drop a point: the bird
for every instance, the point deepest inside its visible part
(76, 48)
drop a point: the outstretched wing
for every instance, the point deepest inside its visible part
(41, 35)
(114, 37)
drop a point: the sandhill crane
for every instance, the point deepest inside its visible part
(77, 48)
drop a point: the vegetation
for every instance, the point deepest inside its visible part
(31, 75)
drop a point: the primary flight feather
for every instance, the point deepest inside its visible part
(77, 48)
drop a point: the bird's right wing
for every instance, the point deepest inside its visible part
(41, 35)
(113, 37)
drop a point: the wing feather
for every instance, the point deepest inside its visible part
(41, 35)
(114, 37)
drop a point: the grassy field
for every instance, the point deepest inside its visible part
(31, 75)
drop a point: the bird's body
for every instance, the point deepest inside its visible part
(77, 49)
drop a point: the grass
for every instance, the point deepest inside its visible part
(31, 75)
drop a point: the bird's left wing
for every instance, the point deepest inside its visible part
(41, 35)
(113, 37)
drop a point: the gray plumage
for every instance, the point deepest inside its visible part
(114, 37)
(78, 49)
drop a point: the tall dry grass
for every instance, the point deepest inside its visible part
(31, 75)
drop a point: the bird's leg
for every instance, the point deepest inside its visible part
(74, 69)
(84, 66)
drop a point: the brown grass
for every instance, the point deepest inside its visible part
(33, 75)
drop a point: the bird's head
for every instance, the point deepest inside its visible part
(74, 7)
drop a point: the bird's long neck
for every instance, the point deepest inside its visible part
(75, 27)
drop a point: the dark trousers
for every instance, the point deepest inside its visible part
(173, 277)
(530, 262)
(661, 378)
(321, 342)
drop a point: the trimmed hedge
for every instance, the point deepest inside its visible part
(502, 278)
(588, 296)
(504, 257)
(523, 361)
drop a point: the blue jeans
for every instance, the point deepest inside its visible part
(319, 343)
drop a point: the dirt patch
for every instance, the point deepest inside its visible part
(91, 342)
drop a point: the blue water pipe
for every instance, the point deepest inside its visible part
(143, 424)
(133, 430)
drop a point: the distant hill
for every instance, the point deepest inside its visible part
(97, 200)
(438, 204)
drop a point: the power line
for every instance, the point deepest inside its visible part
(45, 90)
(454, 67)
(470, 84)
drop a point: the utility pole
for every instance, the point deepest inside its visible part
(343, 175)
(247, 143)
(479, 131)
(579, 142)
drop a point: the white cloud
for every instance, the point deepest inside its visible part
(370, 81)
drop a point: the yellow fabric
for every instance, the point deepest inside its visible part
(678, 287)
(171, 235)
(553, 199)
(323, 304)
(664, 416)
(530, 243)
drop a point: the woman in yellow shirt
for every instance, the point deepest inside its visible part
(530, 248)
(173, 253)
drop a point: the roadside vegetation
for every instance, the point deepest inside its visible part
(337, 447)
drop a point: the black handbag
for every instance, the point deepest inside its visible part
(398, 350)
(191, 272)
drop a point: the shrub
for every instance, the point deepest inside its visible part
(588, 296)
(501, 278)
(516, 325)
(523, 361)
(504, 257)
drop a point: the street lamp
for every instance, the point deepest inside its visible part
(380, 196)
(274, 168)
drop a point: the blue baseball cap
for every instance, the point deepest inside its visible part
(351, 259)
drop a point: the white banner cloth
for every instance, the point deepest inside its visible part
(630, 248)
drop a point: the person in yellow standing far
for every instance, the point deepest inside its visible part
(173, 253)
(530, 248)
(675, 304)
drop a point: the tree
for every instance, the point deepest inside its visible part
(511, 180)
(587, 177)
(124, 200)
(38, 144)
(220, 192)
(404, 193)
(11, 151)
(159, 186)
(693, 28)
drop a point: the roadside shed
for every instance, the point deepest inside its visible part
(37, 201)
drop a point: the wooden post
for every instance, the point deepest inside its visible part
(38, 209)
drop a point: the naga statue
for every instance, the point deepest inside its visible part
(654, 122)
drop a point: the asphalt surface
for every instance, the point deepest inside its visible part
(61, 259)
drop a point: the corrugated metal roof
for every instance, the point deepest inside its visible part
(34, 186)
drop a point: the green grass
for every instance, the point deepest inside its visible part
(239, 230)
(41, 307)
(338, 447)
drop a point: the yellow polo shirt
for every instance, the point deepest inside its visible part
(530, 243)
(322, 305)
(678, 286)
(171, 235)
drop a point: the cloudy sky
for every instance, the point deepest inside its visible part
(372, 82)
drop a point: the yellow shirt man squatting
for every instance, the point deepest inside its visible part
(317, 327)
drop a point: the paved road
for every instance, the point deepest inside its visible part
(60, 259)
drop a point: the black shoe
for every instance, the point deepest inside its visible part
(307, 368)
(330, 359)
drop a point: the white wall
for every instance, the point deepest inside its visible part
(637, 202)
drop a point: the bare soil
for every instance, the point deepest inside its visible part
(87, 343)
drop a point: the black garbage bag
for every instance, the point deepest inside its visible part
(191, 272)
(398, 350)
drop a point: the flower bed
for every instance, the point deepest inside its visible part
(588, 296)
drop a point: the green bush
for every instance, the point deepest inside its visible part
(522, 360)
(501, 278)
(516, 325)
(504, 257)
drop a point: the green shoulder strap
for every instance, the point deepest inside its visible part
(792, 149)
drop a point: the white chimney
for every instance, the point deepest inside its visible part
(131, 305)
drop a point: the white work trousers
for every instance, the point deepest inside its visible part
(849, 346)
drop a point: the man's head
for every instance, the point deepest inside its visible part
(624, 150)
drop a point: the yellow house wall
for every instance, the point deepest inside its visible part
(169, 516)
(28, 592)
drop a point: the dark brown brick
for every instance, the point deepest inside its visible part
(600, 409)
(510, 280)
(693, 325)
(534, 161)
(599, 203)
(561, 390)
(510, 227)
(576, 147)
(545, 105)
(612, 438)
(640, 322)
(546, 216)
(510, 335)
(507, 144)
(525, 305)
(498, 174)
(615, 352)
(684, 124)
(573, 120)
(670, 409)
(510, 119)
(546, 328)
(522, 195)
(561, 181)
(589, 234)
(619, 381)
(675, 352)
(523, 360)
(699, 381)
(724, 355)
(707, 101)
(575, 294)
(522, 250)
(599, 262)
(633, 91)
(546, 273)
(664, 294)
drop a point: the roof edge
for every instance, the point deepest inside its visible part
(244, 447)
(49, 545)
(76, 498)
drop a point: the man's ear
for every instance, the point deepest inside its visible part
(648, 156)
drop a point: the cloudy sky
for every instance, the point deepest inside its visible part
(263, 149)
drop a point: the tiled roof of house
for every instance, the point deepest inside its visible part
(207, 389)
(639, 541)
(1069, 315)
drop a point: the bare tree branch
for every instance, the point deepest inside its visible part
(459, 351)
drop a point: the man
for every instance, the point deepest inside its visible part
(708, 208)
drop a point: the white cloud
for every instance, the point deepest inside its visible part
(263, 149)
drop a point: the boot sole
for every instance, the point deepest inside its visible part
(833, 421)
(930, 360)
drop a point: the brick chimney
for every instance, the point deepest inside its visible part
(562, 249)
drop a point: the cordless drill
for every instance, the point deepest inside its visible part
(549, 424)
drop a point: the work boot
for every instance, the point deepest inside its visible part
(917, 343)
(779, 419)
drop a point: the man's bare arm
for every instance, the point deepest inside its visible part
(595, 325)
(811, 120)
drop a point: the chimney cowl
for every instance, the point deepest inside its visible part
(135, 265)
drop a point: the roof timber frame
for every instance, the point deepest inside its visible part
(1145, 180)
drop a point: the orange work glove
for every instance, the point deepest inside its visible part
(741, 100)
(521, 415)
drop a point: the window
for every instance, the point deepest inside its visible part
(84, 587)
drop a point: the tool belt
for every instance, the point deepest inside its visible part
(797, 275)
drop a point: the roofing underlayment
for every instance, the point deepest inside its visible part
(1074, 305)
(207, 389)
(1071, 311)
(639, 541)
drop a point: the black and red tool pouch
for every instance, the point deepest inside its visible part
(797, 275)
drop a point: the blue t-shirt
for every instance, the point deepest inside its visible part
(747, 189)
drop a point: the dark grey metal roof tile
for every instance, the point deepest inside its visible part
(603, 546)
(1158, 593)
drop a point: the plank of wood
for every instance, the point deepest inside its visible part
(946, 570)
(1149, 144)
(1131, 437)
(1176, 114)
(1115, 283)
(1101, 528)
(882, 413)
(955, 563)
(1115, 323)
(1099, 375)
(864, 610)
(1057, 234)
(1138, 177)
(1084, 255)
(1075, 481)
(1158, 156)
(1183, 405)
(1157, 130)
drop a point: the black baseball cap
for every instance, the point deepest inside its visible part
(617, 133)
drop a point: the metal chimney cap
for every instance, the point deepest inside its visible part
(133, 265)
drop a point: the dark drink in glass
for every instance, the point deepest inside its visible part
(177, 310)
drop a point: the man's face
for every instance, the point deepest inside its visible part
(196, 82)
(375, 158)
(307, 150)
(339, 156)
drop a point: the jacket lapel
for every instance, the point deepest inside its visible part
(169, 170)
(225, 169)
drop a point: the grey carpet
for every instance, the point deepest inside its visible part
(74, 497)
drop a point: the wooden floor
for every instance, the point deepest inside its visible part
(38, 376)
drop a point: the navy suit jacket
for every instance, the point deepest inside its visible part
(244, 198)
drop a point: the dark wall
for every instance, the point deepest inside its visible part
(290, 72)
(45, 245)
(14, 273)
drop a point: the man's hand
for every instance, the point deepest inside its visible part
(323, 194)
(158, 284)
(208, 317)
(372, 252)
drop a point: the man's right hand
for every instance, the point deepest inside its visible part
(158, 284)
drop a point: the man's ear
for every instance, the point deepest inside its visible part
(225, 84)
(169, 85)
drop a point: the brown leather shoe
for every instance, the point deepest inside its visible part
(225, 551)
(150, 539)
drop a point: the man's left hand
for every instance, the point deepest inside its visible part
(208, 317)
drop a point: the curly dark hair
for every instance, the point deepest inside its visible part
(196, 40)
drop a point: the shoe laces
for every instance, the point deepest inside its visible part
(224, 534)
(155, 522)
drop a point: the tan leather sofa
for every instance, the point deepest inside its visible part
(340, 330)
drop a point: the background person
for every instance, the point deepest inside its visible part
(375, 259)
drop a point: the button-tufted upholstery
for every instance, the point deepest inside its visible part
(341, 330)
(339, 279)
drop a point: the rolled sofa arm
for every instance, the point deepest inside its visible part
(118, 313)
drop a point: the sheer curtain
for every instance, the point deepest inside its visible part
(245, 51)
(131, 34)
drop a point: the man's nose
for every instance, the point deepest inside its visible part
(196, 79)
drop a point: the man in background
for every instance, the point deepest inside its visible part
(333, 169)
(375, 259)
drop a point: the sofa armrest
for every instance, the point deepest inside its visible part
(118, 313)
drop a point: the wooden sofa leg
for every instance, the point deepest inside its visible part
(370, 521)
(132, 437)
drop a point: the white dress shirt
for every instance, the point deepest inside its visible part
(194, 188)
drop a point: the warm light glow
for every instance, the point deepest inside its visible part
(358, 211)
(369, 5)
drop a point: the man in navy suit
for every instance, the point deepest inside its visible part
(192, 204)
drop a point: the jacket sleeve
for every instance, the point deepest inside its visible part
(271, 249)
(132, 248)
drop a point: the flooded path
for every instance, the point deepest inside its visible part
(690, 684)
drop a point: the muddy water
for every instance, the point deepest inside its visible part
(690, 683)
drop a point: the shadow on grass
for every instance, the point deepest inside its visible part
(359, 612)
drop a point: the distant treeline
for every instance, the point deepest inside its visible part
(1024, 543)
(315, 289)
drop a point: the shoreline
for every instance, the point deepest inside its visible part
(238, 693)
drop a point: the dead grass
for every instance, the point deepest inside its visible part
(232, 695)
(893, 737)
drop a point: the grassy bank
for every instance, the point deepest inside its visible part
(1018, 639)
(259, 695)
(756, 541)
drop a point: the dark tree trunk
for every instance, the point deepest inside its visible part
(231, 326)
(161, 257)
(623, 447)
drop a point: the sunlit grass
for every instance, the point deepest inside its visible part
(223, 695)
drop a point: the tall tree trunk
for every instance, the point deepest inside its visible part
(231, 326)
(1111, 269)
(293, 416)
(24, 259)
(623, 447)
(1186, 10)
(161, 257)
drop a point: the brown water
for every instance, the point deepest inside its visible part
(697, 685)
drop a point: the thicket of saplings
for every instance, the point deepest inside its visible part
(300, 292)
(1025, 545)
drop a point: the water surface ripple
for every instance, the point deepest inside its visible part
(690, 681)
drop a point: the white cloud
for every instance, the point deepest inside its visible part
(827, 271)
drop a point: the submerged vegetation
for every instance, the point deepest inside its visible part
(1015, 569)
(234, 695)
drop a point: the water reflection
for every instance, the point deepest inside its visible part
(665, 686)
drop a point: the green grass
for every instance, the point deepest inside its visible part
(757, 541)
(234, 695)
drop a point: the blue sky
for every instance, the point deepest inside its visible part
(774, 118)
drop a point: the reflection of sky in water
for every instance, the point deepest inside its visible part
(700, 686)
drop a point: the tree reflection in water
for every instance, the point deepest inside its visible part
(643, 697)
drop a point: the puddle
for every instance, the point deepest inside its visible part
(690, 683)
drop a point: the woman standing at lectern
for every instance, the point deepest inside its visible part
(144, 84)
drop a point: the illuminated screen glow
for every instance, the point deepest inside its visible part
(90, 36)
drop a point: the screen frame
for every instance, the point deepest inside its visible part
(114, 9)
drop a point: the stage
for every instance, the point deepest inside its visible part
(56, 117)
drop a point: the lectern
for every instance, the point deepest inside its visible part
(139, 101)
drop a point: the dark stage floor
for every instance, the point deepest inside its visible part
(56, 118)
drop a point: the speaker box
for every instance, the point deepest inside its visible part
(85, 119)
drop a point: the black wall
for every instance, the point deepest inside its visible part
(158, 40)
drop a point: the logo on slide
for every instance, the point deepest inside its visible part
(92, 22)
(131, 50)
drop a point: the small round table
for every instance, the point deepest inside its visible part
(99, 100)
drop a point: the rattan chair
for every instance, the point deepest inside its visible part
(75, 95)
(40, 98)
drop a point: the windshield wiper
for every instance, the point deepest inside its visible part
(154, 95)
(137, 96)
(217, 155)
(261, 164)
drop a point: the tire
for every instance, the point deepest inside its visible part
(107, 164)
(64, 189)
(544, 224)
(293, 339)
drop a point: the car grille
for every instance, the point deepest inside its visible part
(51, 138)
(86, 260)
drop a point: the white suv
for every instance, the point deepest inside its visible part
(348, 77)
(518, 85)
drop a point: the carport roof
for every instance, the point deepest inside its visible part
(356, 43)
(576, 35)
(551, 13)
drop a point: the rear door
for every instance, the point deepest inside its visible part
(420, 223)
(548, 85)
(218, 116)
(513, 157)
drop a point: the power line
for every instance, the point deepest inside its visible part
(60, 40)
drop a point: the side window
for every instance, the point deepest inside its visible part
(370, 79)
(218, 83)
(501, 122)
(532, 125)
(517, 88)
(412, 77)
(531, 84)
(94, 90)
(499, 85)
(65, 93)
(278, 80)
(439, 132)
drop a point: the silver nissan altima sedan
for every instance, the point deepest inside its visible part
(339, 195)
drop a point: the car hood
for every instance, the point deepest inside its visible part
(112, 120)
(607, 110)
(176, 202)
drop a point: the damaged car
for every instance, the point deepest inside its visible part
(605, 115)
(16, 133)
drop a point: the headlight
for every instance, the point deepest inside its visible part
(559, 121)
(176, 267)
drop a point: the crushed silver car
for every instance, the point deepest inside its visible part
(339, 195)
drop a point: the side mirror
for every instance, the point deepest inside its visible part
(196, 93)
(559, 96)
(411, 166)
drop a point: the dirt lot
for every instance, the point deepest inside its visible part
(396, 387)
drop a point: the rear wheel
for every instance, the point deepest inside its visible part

_TO DO_. Format the lines of the listing as a JSON list of strings, one string per line with blank lines omitted, starting with the line containing "drop a point: the tire" and continuing through the final line of the listing.

_RESPONSE BELOW_.
[
  "drop a point: the tire",
  "for every instance, the point deepest inside its visible part",
  "(107, 164)",
  "(64, 189)",
  "(544, 224)",
  "(293, 339)",
  "drop a point: the car grille",
  "for every instance, the point deepest inside its visible part",
  "(51, 138)",
  "(86, 260)",
  "drop a point: the white suv",
  "for every instance, the point deepest inside its visible part",
  "(348, 77)",
  "(518, 85)",
  "drop a point: the carport roof",
  "for every instance, the point deepest inside its visible part",
  "(356, 43)",
  "(576, 35)",
  "(551, 13)",
  "drop a point: the rear door",
  "for every instance, the point deepest inside its visible part",
  "(420, 223)",
  "(548, 85)",
  "(218, 116)",
  "(513, 157)",
  "drop a point: the power line",
  "for every instance, the point deepest inside its visible part",
  "(60, 40)",
  "drop a point: the side window",
  "for every instance, the point deepest inside its visible part",
  "(370, 79)",
  "(218, 83)",
  "(501, 122)",
  "(532, 125)",
  "(517, 88)",
  "(412, 77)",
  "(531, 84)",
  "(94, 90)",
  "(499, 85)",
  "(65, 93)",
  "(278, 80)",
  "(439, 132)",
  "drop a point: the silver nissan altima sedan",
  "for every instance, the point deepest inside its visible part",
  "(339, 195)",
  "drop a point: the car hood",
  "for every instance, the point deepest inside its visible part",
  "(112, 120)",
  "(607, 110)",
  "(176, 202)",
  "drop a point: the damaged car",
  "for every instance, the point deepest inside its visible part",
  "(605, 115)",
  "(16, 133)",
  "drop a point: the headlight",
  "for every instance, the point deepest inside its visible part",
  "(559, 121)",
  "(176, 267)",
  "drop a point: the crushed silver car",
  "for every instance, the point deepest inside its visible part",
  "(339, 195)",
  "drop a point: the side mirror",
  "for every instance, the point deepest inside its visible part",
  "(196, 93)",
  "(559, 96)",
  "(411, 166)",
  "drop a point: the dirt lot",
  "for every instance, the point deepest inside its visible part",
  "(396, 387)",
  "drop a point: the rear wheel",
  "for every instance, the point deepest inside its visible part"
]